• [DIRECTIONS]
1: Return, character for character, the stretch of the event-log streaming code from "MAX_WORKERS = 10" through "a cold run.".
2: According to the comment in the event-log streaming code, why is the target table pre-created?
3: Continue the event-log streaming code from its final line.

• [DOCUMENT TEXT]

CHECKPOINT_BASE = "/Volumes/acme_edw_dev/_meta/checkpoints/event_logs"
MAX_WORKERS = 10

SOURCES = [
    ("bronze_load",     "acme_edw_dev._meta.bronze_load_event_log"),
    ("silver_transform","acme_edw_dev._meta.silver_transform_event_log"),
    ("gold_analytics",  "acme_edw_dev._meta.gold_analytics_event_log"),
]

def _ensure_target_exists() -> None:
    # Pre-create TARGET_TABLE (idempotent) so parallel streams do not race
    # on CREATE during a cold run.
    if spark.catalog.tableExists(TARGET_TABLE):
        return
    for sample_name, sample_ref in SOURCES:
        try:
            empty = (
                spark.read.format("delta").table(sample_ref).limit(0)
                .withColumn("_source_pipeline", F.lit(sample_name))
            )
            empty.write.format("delta").saveAsTable(TARGET_TABLE)
            return
        except AnalysisException:
            continue
    raise RuntimeError("no readable source event log")

if SOURCES:
    _ensure_target_exists()

def process_source(pipeline_name: str, table_ref: str) -> str:
    checkpoint = f"{CHECKPOINT_BASE}/{pipeline_name}"
    query = (
        spark.readStream
        .format("delta")
        .table(table_ref)
        .withColumn("_source_pipeline", F.lit(pipeline_name))
        .writeStream.format("delta")

• [GIVEN MATERIAL]
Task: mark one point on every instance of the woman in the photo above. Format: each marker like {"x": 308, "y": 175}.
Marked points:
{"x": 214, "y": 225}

• [PER-TASK ANSWERS]
1:
MAX_WORKERS = 10

SOURCES = [
    ("bronze_load",     "acme_edw_dev._meta.bronze_load_event_log"),
    ("silver_transform","acme_edw_dev._meta.silver_transform_event_log"),
    ("gold_analytics",  "acme_edw_dev._meta.gold_analytics_event_log"),
]

def _ensure_target_exists() -> None:
    # Pre-create TARGET_TABLE (idempotent) so parallel streams do not race
    # on CREATE during a cold run.

2: It is pre-created so that parallel streams do not race on CREATE during a cold run.

3:
        .outputMode("append")
        .option("checkpointLocation", checkpoint)
        .option("mergeSchema", "true")
        .trigger(availableNow=True)
        .toTable(TARGET_TABLE)
    )
    query.awaitTermination()
    return pipeline_name

with ThreadPoolExecutor(max_workers=MAX_WORKERS) as executor:
    futures = {executor.submit(process_source, n, r): n for n, r in SOURCES}
    ...

Key aspects:

  • Pre-created target table. Before launching the executor pool, _ensure_target_exists() pre-creates the target Delta table using the schema of the first readable source event log (event-log schemas are uniform across Lakeflow Declarative Pipelines). Without this prologue, N parallel streams all race to CREATE the target via .toTable() on a cold run; one wins, the rest fail with TABLE_OR_VIEW_ALREADY_EXISTS. The function is idempotent — warm runs short-circuit via spark.catalog.tableExists — and iterates through SOURCES until one event log is readable, so partially-deployed environments still bootstrap cleanly.

  • Per-pipeline checkpoints. Each source has its own directory at {CHECKPOINT_BASE}/{pipeline_name}/. Changing the set of sources never invalidates existing checkpoints.

  • Append-only. Streams use outputMode("append") with mergeSchema=true so the target Delta table can absorb schema evolution across event log sources.

  • Finite batches. trigger(availableNow=True) processes all available data and then terminates — ideal for scheduled job execution rather than always-on streaming.

  • Parallel execution. Sources run concurrently via ThreadPoolExecutor bounded by max_concurrent_streams.

  • Error aggregation. Per-source failures are collected and reported together. The notebook exits with a RuntimeError if any source failed.

  • Alphabetical source order. Pipeline names are sorted for deterministic output.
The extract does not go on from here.